* _Stored entries_

══════════════════════════════

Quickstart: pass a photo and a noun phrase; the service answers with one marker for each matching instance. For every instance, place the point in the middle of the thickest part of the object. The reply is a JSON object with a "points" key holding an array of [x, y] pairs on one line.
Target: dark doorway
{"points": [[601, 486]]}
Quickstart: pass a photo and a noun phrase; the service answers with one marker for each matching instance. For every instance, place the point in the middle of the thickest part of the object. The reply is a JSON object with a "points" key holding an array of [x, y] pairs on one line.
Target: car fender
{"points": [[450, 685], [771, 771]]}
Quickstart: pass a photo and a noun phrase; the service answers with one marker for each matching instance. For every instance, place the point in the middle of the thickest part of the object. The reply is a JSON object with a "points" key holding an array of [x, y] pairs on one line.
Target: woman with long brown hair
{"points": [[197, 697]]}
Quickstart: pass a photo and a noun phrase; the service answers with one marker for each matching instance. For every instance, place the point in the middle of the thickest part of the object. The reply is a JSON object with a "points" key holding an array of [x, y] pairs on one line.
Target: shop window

══════════════════════════════

* _WHAT IS REQUIRED_
Repeat every line of the data above verbatim.

* _IN RESPONSE_
Quickstart: pass a photo and a noun phrase; the service answers with one marker for each matching instance. For every instance, place the point in the middle of the thickest part of the object. The reply is a JSON object with a "points" key holding an array of [x, y] pairs on one line.
Target: dark doorway
{"points": [[601, 486]]}
Quickstart: pass a photo and a noun phrase; the service answers with one marker for each matching instance. For every instance, place the point in the middle of the thickest part of the object. The reply is a JSON object with a "points" key holding an array of [x, y] pairs on one line.
Target: car fender
{"points": [[450, 685], [771, 771]]}
Quickstart: pass a photo and a noun phrase; the service answers with one marker for each matching instance. For every instance, place the point in the middle of the thickest part of the object. The reply is a JSON object with a "points" key holding an array of [x, y] pairs on one line.
Target: woman with long brown hair
{"points": [[197, 697]]}
Quickstart: pass a photo and a noun phrase; the service answers with one marker for each matching instance. For every instance, place the point in the middle of the thickest part of the object. The reply is a JSON object with a "points" key holding an array of [x, y] pairs on one line.
Target: shop window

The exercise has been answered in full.